Set down the listing below verbatim, line for line, and omit the pictures.

_Provided material_.
***
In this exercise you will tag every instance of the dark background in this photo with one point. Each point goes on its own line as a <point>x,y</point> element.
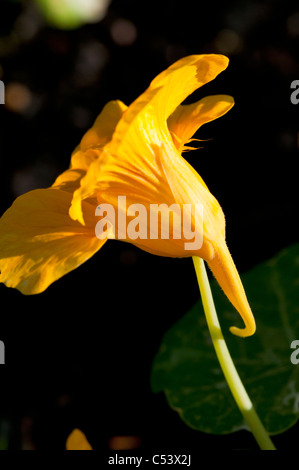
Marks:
<point>80,354</point>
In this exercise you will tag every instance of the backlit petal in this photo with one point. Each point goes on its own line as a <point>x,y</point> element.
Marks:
<point>187,119</point>
<point>39,241</point>
<point>228,278</point>
<point>77,441</point>
<point>99,135</point>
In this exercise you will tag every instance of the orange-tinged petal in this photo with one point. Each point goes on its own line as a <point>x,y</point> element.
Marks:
<point>130,158</point>
<point>41,243</point>
<point>77,441</point>
<point>69,180</point>
<point>228,278</point>
<point>145,120</point>
<point>187,119</point>
<point>100,134</point>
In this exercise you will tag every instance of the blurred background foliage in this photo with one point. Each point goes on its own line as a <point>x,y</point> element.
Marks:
<point>80,354</point>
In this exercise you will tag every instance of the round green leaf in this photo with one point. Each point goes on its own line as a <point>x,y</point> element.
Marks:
<point>187,370</point>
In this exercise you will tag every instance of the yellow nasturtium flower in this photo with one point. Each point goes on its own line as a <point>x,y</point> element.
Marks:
<point>136,152</point>
<point>77,441</point>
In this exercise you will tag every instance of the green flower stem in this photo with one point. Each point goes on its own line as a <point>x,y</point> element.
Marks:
<point>227,365</point>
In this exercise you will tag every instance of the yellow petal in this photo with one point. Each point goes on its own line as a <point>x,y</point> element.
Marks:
<point>99,135</point>
<point>69,180</point>
<point>40,242</point>
<point>187,119</point>
<point>130,159</point>
<point>77,441</point>
<point>145,120</point>
<point>228,278</point>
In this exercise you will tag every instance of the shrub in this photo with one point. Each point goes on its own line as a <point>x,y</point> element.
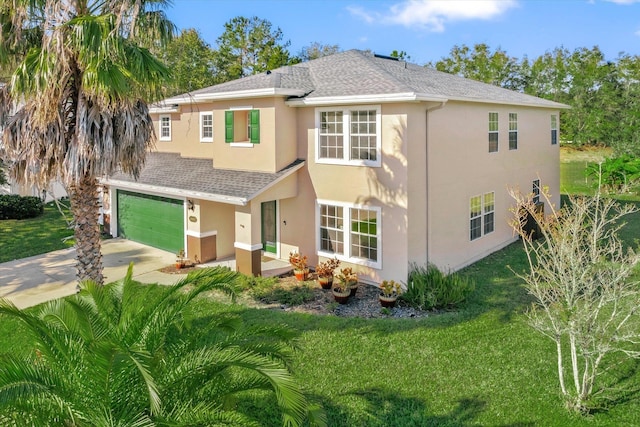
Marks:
<point>13,206</point>
<point>271,290</point>
<point>428,287</point>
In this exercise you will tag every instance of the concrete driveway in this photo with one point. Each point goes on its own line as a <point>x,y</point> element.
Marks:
<point>31,281</point>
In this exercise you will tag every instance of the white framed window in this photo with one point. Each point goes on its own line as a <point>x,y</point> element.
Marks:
***
_Result_.
In this exercise you will tag every instance of the dark background in this photo with one point. Each point goes on its own line as a <point>x,y</point> element.
Marks:
<point>80,354</point>
In this exercise you will tag every instance of the backlit petal in this photo with one point. Each point goes on its own line as a <point>x,y</point> element.
Marks:
<point>187,119</point>
<point>39,241</point>
<point>228,278</point>
<point>77,441</point>
<point>99,135</point>
In this exercise you will tag every instance of the orange-tinged petal in this photo with one point. Each point goes on its own line as a <point>x,y</point> element.
Marks:
<point>130,158</point>
<point>41,243</point>
<point>77,441</point>
<point>69,180</point>
<point>228,278</point>
<point>145,120</point>
<point>187,119</point>
<point>100,134</point>
In this exercise you will tag every instance of the blurred background foliage in this photo with one point. Each point goes on its own line as a <point>x,y</point> element.
Marks:
<point>80,354</point>
In this exercise you will tag every instance of the round green leaf in this photo with one point. Each point goes on its own line as a <point>x,y</point> element.
Marks:
<point>187,370</point>
In this exercise you will tag every instance of the yellow nasturtium flower in this photo with one point. Each point goes on its own line as a <point>x,y</point> element.
Marks:
<point>136,152</point>
<point>77,441</point>
In this exercise you will tag every instance of the green flower stem in this photo with one point. Each point goes on its own line as a <point>x,y</point> element.
Marks:
<point>227,365</point>
In this exercise you will tag every instance of the yellow petal in this photo with one point. Each point goes on its own line as a <point>x,y</point> element.
Marks:
<point>99,135</point>
<point>69,180</point>
<point>40,242</point>
<point>187,119</point>
<point>130,159</point>
<point>77,441</point>
<point>145,120</point>
<point>228,278</point>
In this exercise you will tag every instance of the shrub in this photo with one point. Each point goes on its own line as a <point>x,y</point> element.
Marks:
<point>13,206</point>
<point>271,290</point>
<point>428,287</point>
In this exercise you will tag every instance of the concrete driveway in this photo with one point. Each point goes on its own line as a <point>x,y</point> element.
Marks:
<point>31,281</point>
In this exercise you will tag every instance of the white framed window in this photo with one point. Each point goes on its own line as a <point>x,y</point> element.
Marks:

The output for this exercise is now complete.